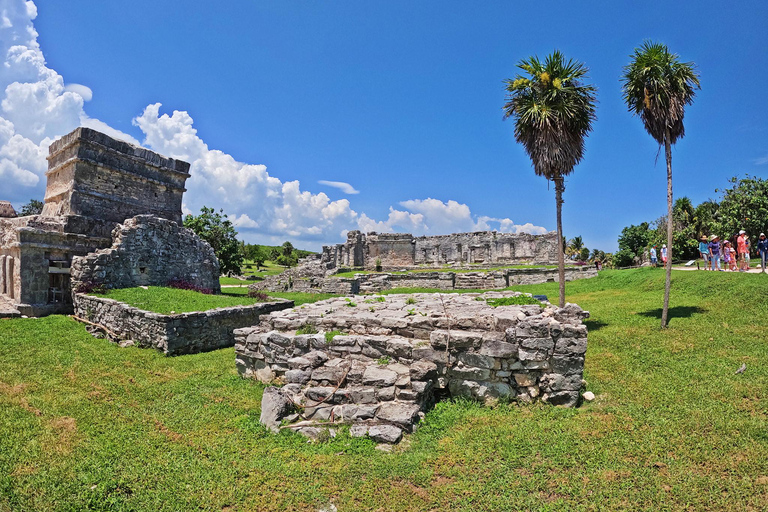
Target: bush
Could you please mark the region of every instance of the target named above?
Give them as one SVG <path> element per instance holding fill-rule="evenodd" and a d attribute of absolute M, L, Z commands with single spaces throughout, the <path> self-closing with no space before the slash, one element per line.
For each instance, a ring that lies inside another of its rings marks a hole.
<path fill-rule="evenodd" d="M 183 279 L 171 279 L 166 285 L 168 288 L 176 288 L 178 290 L 192 290 L 193 292 L 204 293 L 205 295 L 213 295 L 213 290 L 210 288 L 203 288 L 196 284 L 192 284 Z"/>
<path fill-rule="evenodd" d="M 248 297 L 258 299 L 260 302 L 267 302 L 269 300 L 269 295 L 260 290 L 248 290 Z"/>
<path fill-rule="evenodd" d="M 96 281 L 83 281 L 75 287 L 75 293 L 98 293 L 103 295 L 107 293 L 107 287 L 103 283 L 97 283 Z"/>
<path fill-rule="evenodd" d="M 613 254 L 613 266 L 616 268 L 631 267 L 635 264 L 635 253 L 621 249 Z"/>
+ + + + + + +
Each line above must be set down exactly, though no picture should be carried over.

- _Response for this exercise_:
Target: bush
Could you please mark the region of every instance of the target named above?
Give them as one SVG <path> element per instance holding fill-rule="evenodd" and a d attribute of absolute M, L, Z commands with single spaces throughout, the <path> self-closing with no space before the slash, one element per line.
For each instance, a ring that lies inside another of its rings marks a hole.
<path fill-rule="evenodd" d="M 183 279 L 171 279 L 166 285 L 168 288 L 176 288 L 178 290 L 192 290 L 193 292 L 204 293 L 205 295 L 213 295 L 213 290 L 210 288 L 203 288 L 196 284 L 192 284 Z"/>
<path fill-rule="evenodd" d="M 248 297 L 258 299 L 260 302 L 267 302 L 269 300 L 269 295 L 260 290 L 248 290 Z"/>
<path fill-rule="evenodd" d="M 96 281 L 83 281 L 75 287 L 75 293 L 98 293 L 103 295 L 107 293 L 107 287 L 103 283 L 97 283 Z"/>
<path fill-rule="evenodd" d="M 613 254 L 613 266 L 616 268 L 631 267 L 635 264 L 635 253 L 621 249 Z"/>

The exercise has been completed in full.